● Passage provided:
==================================================

The Department for Transport’s annual National Travel Attitudes (Wave 5) study has found that the majority of people (nearly two thirds) support the roll out of dedicated cycle lanes, even if it comes at the expense of less road space for cars.
Each year the online and telephone survey of people across England seeks to gauge the public mood on various travel forms and, coming on the day #BikeIsBest launch a witty new campaign video (below) asking whether the appropriate tool for the job is used for many journeys, the DfT data confirms a warming stance on cycling for transport.
In the headline findings, off-road and segregated cycle paths (55%), safer roads (53%) and well-maintained road surfaces for cycling (49%) were chosen most often when people were asked about things that would encourage them to cycle more.
In opposition, under 1 in 5 respondents either somewhat opposed (10%) or strongly opposed (9%) dedicated cycle lanes in their locality, proving an earlier study’s finding that opposition comes from a “noisy minority”.
25% of people said that feared for their safety when cycling on the roads. Therefore, it was near unanimous in the study that people sought greater consideration for cyclists on the road from motorists at 98%. 88% said that traffic levels were off putting, while driving speeds were a primary reason for fear of cycling at 86%. 66% wished for more road space where cars were either wholly banned, or restricted.
As has long been the case, men responded with a much higher level of confidence riding a bicycle at 74% to women 43%. There is an interest in cycle training courses for adults, with 14% keen and the age group of 35 to 44 most likely to participate at 29%.
Alongside the funding for BikeAbility training being extended to cover all children in England, adults can also benefit upon request.

==================================================

● Provided material:
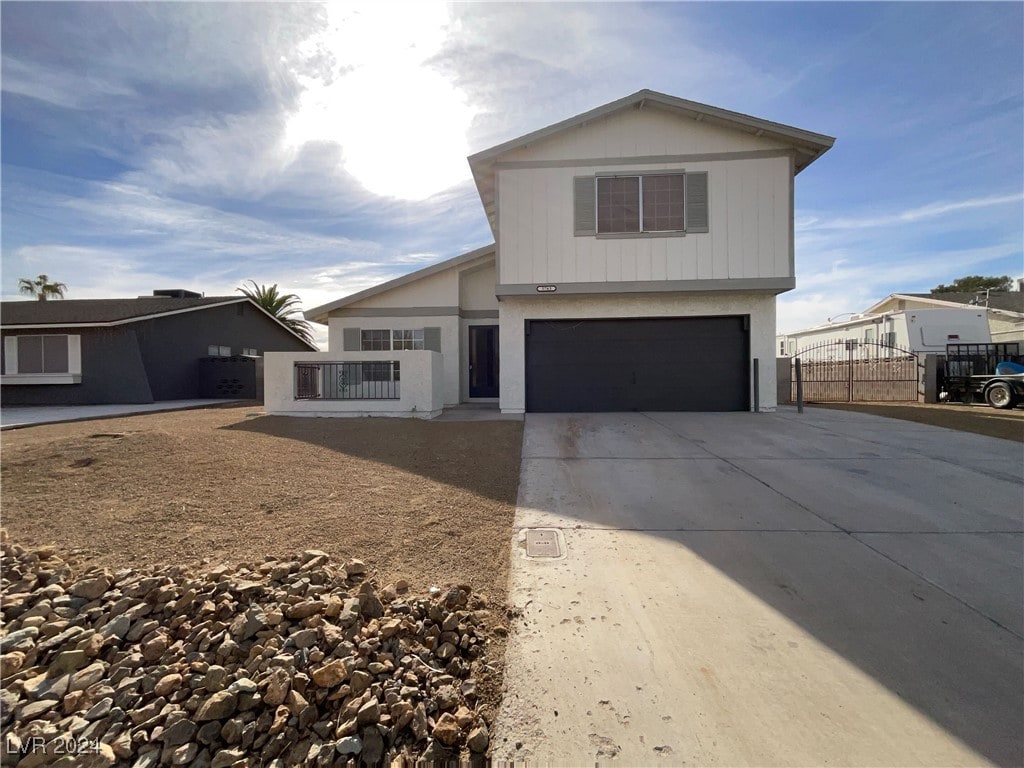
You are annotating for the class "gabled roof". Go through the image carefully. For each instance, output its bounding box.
[0,296,317,350]
[469,89,836,230]
[864,291,1024,314]
[305,243,495,325]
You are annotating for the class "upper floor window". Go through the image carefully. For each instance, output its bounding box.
[391,330,423,349]
[573,171,709,237]
[597,173,684,233]
[359,329,423,352]
[359,331,391,352]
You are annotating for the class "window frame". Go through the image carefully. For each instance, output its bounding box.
[2,334,82,384]
[594,170,686,239]
[391,328,426,352]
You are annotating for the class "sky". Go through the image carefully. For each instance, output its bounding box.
[0,1,1024,348]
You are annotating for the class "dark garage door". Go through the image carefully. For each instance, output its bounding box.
[526,316,750,413]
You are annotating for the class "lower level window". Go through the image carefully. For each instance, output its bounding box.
[17,336,70,374]
[3,334,82,384]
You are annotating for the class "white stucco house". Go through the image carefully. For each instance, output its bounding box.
[265,90,835,417]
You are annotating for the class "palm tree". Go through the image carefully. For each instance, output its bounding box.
[17,274,68,301]
[234,280,313,344]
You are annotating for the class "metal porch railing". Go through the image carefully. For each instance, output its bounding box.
[295,360,400,400]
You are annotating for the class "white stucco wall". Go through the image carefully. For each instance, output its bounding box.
[263,351,444,419]
[459,264,498,310]
[499,291,777,414]
[328,314,459,406]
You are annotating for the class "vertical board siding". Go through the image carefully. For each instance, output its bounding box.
[757,163,775,274]
[499,157,792,285]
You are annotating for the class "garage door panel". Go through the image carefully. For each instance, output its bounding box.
[526,316,749,413]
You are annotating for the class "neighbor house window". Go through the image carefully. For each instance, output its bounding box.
[3,334,82,384]
[17,336,69,374]
[391,330,423,349]
[597,173,685,234]
[360,331,391,352]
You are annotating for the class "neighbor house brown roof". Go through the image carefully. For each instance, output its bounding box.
[0,296,318,351]
[903,291,1024,313]
[0,296,240,328]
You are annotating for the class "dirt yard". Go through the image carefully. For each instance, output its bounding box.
[810,402,1024,442]
[0,406,522,601]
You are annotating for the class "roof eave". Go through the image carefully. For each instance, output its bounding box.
[305,243,495,325]
[468,89,836,224]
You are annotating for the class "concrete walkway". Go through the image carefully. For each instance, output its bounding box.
[493,410,1024,766]
[0,399,245,429]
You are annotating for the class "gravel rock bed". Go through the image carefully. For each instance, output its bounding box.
[0,531,507,768]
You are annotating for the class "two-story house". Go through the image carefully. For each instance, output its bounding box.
[267,90,835,416]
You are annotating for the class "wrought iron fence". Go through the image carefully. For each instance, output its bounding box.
[793,339,924,402]
[295,360,401,400]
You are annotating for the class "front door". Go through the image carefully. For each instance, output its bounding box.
[469,326,498,397]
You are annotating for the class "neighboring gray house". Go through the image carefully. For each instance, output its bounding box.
[266,90,835,417]
[0,290,316,406]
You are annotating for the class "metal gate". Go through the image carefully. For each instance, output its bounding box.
[793,339,924,402]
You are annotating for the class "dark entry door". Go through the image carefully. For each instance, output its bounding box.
[469,326,498,397]
[526,316,750,413]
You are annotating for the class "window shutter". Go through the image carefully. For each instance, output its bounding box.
[341,328,362,352]
[572,176,597,237]
[423,328,441,352]
[685,171,708,232]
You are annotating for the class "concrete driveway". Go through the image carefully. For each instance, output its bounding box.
[494,410,1024,766]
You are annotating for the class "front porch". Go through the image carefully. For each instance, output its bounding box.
[264,350,444,419]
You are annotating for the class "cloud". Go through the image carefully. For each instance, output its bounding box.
[796,193,1024,232]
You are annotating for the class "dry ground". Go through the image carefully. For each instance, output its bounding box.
[813,402,1024,442]
[0,406,522,601]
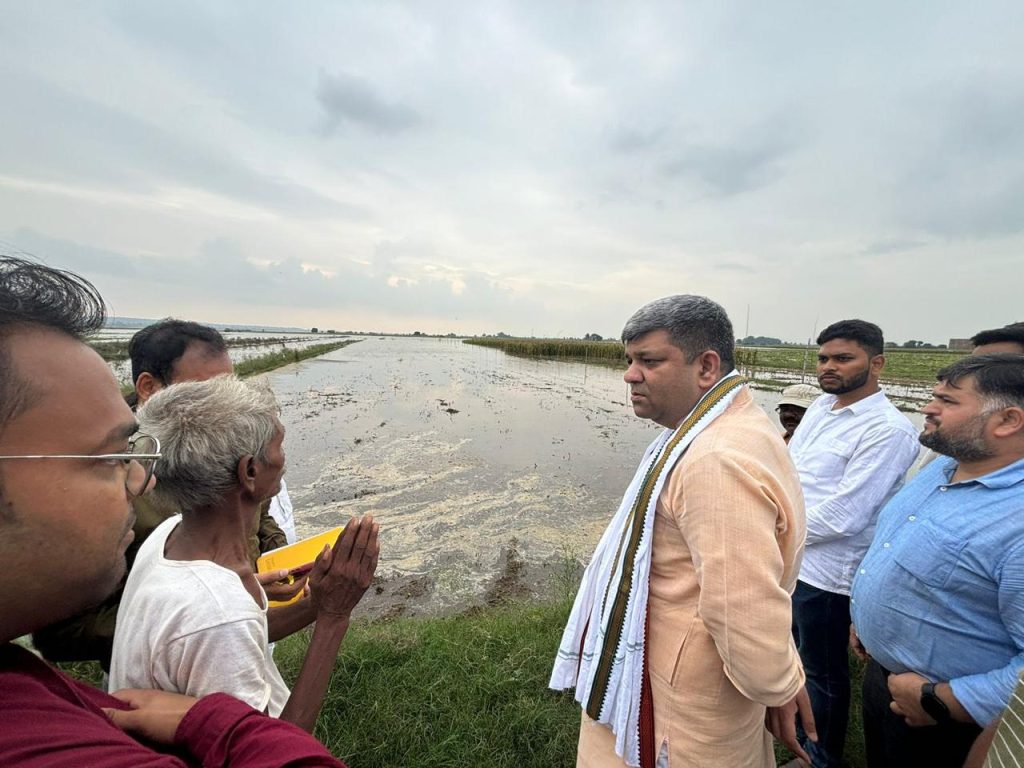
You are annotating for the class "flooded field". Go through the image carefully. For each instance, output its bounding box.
[266,338,929,614]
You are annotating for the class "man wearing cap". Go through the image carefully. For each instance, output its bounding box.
[775,384,821,444]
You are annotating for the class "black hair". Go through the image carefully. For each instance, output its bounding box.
[0,256,106,430]
[935,352,1024,415]
[817,319,886,357]
[971,323,1024,350]
[128,317,227,386]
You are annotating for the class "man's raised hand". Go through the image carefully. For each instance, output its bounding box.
[309,515,380,620]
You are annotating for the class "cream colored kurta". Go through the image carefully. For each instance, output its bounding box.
[577,388,805,768]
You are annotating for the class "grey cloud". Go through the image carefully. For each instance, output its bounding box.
[316,72,423,133]
[8,229,542,325]
[608,128,666,155]
[663,144,787,197]
[0,73,366,220]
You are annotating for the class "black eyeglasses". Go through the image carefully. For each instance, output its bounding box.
[0,432,160,496]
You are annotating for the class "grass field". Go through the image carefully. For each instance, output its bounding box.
[58,595,865,768]
[465,337,967,384]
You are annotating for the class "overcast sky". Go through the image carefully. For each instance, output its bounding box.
[0,0,1024,342]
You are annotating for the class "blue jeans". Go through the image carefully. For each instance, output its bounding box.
[793,582,850,768]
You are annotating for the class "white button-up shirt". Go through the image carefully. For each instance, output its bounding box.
[790,392,921,595]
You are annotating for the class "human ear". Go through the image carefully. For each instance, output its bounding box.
[992,407,1024,437]
[697,349,722,386]
[237,454,257,493]
[135,371,164,406]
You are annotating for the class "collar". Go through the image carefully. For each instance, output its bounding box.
[942,459,1024,490]
[825,389,888,416]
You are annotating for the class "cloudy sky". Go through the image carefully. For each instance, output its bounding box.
[0,0,1024,342]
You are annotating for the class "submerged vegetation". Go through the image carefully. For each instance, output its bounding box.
[463,337,626,366]
[234,339,358,378]
[88,336,344,362]
[464,337,967,386]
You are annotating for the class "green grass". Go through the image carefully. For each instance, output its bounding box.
[63,596,865,768]
[463,337,625,367]
[234,339,359,379]
[276,601,580,768]
[463,337,967,386]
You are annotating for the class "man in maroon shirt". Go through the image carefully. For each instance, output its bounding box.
[0,257,356,768]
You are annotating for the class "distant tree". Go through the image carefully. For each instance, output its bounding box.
[736,336,782,347]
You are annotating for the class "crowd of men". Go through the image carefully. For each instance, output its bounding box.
[0,257,1024,768]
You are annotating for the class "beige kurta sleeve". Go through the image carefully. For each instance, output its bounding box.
[668,450,804,707]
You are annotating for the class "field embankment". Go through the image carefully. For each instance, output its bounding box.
[464,337,967,385]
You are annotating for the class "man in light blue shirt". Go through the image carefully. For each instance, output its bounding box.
[790,319,921,768]
[851,353,1024,768]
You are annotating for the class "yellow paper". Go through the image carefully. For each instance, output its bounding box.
[256,525,345,606]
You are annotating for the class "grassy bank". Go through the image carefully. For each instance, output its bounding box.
[113,339,361,397]
[463,337,625,366]
[234,339,359,378]
[59,597,865,768]
[88,336,348,362]
[464,337,967,384]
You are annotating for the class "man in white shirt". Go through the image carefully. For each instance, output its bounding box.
[790,319,920,768]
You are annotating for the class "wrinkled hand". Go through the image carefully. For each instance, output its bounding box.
[850,624,871,664]
[765,686,818,763]
[103,688,199,744]
[256,569,308,603]
[889,672,935,727]
[309,515,380,618]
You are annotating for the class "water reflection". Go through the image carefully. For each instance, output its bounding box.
[267,338,929,610]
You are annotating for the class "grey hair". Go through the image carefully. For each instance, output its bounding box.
[137,376,280,513]
[623,294,735,373]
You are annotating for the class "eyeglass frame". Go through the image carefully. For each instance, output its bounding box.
[0,432,163,497]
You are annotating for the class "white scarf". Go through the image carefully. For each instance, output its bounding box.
[549,371,745,766]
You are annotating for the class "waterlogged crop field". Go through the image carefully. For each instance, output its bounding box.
[465,338,966,385]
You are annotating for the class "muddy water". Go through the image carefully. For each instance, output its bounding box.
[258,338,929,614]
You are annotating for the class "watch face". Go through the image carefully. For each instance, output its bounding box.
[921,685,949,723]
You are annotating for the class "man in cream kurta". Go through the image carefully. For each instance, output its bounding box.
[556,296,806,768]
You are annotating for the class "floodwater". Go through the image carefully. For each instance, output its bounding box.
[265,337,929,614]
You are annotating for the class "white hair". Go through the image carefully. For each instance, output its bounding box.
[137,376,280,513]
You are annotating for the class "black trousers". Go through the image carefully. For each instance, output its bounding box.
[862,659,981,768]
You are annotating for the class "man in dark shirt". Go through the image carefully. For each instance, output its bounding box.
[32,317,294,671]
[0,257,358,768]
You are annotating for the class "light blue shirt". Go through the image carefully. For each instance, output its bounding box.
[790,392,921,595]
[850,457,1024,725]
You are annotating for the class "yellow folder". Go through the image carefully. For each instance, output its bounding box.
[256,525,345,606]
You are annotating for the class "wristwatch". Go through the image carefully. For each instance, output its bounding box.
[921,683,952,725]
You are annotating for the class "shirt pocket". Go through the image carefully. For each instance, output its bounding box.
[894,522,967,592]
[812,437,857,481]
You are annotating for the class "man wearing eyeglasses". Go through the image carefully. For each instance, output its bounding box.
[32,318,305,671]
[0,257,342,768]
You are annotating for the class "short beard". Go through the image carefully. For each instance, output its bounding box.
[818,369,870,394]
[918,429,995,462]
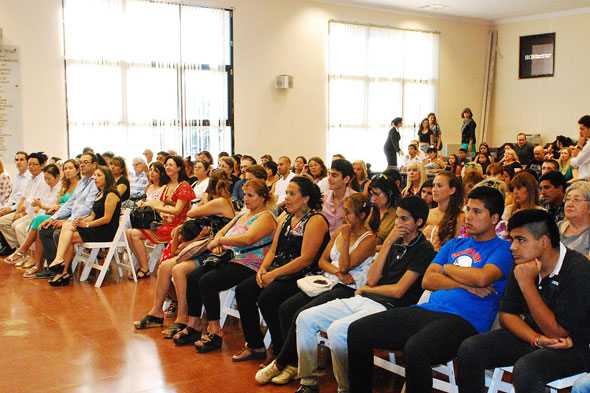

==================================================

● Work to complete:
1/ Summarize the article on attitudes to cycling in two sentences.
2/ Reproduce the part of the article on attitudes to cycling that opens with the words containing "Each year the" and closes with "cycling for transport.", substituting "public opinion" for "the public mood".
3/ Write the next part of the article on attitudes to cycling, picking up after its final sentence.
The entries have no connection to the article on attitudes to cycling.

● Answers by item:
1/ A Department for Transport survey of people across England found that nearly two thirds support dedicated cycle lanes even at the expense of road space for cars, while under one in five oppose them. Off-road and segregated paths, safer roads and well-maintained surfaces were most often chosen as encouragements to cycle, and respondents widely wanted more consideration from motorists and cited traffic levels and driving speeds as off-putting.

2/
Each year the online and telephone survey of people across England seeks to gauge public opinion on various travel forms and, coming on the day #BikeIsBest launch a witty new campaign video (below) asking whether the appropriate tool for the job is used for many journeys, the DfT data confirms a warming stance on cycling for transport.

3/
There was a slight tilt in this year’s line of questioning toward understanding public sentiment toward electric bikes and it was revealed that 41% of the respondents deem them “too expensive”, with just 4% disagreeing. Showing the industry has a long way to go yet on education, nearly two thirds had limited knowledge about pedal assisted bikes.
On the subject of bicycle parking completing the infrastructure picture secure bicycle parking provision or storage at home (89%), at work (87%), at stations (87%) and on-street (84%) were considered important.
Hard to believe after the past year’s £1 billion growth in market value, but 62% of people reported having no regular use of a bicycle, with 38% owning a cycle themselves. This make up has not changed in the past few years, says the DfT, though we could reasonably expect the needle to now be moving north on the back of a Covid ‘bike boom’ and widespread bike repair voucher uptake.
A pool of respondents who may be keen to buy a bike are likely to be disappointed in the face of unavoidable price increases; 27% said they wished there were cheaper bicycles available to buy. 18% sought cheaper hire. Better hire facilities, it was said by 17%, would see more cycle.
In total 2,554 people completed the survey.